[Source extract]
To characterize the temperature-dependent differences, we aligned the 100 K and 310 K structures, calculated vectors between corresponding atoms in the two structures, and looked at the projections of those vectors onto one another to see if any of the apparent conformational changes were correlated.

fluid

This analysis showed a pattern of correlated and anti-correlated atomic displacements that indicated the enzyme can be roughly characterized as having two “domains,” with an apparent hinge-bending motion, consistent with our visual observations. This type of “hinge-bending” or “clamshell” motion has been studied extensively in other enzymes and solute-binding proteins (most famously lysozyme and maltose-binding protein). Interestingly, our ensemble refinement against data collected at 100 K captured some, but not all, of the global rearrangement that we detected by assessing the effect of temperature.

The observation of multiple fragment binding events at the K90 site, combined with our insights into the dynamics of the enzyme, is prompting us to ask whether or not this site might hold the capacity to allosterically modulate the activity of the enzyme, despite its distance from the active site. From our correlation matrix describing temperature-dependent structural changes, we can identify two domains whose motions are well-correlated internally, and anticorrelated with one another, which are colored green and magenta in the figure below. Additionally, there are regions that show low correlation to all other parts of the structure, colored cyan in the figure, which generally map to the central β-sheet. The K90 site identified in our fragment screen is close to a hinge point in the macrodomain, denoted by the star in the figure below. The locations and poses of small molecules bound in the K90 site make us hopeful that elaboration of these fragment hits could result in lead compounds capable of manipulating the hinge-bending motion of the enzyme.
[/Source extract]
[Records supplied]
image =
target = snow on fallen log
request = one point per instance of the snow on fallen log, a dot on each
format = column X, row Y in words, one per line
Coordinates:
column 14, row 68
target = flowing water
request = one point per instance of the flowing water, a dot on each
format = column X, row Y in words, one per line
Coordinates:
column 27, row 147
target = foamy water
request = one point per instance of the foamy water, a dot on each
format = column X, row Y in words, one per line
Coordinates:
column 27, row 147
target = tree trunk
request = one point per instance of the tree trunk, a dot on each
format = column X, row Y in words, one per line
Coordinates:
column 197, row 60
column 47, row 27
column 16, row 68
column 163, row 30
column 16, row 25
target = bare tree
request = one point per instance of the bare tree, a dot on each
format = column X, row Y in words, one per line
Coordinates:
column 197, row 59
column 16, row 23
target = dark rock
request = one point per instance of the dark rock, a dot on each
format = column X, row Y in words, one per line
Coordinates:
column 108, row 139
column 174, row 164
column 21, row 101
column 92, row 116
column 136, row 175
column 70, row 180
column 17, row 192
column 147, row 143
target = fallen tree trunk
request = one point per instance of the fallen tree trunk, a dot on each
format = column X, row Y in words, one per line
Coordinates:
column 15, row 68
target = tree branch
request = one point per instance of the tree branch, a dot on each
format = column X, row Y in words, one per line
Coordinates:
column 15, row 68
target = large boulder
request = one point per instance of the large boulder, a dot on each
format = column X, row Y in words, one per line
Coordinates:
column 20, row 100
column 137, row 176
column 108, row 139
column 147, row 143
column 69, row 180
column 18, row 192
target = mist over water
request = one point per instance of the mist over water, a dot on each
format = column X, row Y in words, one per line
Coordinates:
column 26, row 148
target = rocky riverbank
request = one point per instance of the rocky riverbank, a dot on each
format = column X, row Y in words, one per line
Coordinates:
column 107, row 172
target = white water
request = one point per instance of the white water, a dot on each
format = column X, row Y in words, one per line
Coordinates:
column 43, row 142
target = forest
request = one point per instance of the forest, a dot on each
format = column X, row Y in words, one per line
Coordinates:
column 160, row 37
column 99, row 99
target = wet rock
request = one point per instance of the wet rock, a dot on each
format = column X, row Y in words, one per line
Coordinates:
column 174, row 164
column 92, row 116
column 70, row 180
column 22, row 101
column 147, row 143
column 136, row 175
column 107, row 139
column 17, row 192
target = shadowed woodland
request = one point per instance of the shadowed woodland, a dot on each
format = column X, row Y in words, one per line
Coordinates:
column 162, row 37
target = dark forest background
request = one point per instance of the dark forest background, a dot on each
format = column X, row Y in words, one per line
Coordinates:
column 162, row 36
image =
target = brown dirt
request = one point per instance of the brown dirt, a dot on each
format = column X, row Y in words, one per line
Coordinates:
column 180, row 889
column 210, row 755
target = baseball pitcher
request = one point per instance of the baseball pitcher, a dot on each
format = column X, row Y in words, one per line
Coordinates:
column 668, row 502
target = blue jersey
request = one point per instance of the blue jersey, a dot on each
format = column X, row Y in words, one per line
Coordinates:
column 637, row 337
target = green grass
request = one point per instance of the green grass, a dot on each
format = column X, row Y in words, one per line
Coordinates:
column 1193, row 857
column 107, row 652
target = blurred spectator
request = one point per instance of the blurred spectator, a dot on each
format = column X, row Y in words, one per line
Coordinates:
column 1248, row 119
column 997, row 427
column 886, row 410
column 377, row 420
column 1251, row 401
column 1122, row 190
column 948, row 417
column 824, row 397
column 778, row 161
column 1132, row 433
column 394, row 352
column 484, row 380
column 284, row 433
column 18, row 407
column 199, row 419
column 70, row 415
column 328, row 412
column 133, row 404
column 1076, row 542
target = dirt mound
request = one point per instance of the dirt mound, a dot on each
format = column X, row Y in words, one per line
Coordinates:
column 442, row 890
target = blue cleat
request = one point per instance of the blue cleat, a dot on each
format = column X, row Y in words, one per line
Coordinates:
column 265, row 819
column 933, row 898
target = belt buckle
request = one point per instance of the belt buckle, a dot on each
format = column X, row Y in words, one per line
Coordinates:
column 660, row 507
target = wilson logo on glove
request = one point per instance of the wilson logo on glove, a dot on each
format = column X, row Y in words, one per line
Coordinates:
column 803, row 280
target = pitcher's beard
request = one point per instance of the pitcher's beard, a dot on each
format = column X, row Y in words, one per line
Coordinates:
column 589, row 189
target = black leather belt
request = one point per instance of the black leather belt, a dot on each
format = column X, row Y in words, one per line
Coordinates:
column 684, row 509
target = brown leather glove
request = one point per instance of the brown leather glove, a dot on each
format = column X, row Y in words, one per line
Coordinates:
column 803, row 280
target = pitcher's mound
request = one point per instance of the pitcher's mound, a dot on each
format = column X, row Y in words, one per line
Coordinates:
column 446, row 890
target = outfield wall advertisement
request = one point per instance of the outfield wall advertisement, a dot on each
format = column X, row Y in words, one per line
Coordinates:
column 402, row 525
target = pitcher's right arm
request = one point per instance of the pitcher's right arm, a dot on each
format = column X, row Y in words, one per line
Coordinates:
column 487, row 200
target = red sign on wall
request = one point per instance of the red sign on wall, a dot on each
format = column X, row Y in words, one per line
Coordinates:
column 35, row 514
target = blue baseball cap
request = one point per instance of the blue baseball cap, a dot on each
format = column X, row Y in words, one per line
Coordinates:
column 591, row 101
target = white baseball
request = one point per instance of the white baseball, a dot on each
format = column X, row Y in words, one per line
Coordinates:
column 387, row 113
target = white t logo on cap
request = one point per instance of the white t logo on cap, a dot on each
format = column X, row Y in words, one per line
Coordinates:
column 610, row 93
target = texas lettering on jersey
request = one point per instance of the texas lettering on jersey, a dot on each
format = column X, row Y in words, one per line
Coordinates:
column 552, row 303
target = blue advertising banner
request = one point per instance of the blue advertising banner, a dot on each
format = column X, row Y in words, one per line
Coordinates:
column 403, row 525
[/Records supplied]
### [Problems to work on]
a - List every color the enzyme dynamics excerpt uses to mark regions of the structure in its figure.
b - From the enzyme dynamics excerpt, extract the passage from "This analysis showed" to "effect of temperature.", copied verbatim.

### [Task-by-task outputs]
a - green, magenta, cyan

b -
This analysis showed a pattern of correlated and anti-correlated atomic displacements that indicated the enzyme can be roughly characterized as having two “domains,” with an apparent hinge-bending motion, consistent with our visual observations. This type of “hinge-bending” or “clamshell” motion has been studied extensively in other enzymes and solute-binding proteins (most famously lysozyme and maltose-binding protein). Interestingly, our ensemble refinement against data collected at 100 K captured some, but not all, of the global rearrangement that we detected by assessing the effect of temperature.